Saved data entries
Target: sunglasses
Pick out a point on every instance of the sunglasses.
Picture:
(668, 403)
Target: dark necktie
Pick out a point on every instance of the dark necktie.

TASK OBJECTIVE
Output the lines above word for word.

RESPONSE TO THIS TASK
Target: sunglasses
Pick out a point on every instance of the sunglasses.
Picture:
(668, 403)
Target: dark necktie
Pick out a point on every instance of the dark necktie.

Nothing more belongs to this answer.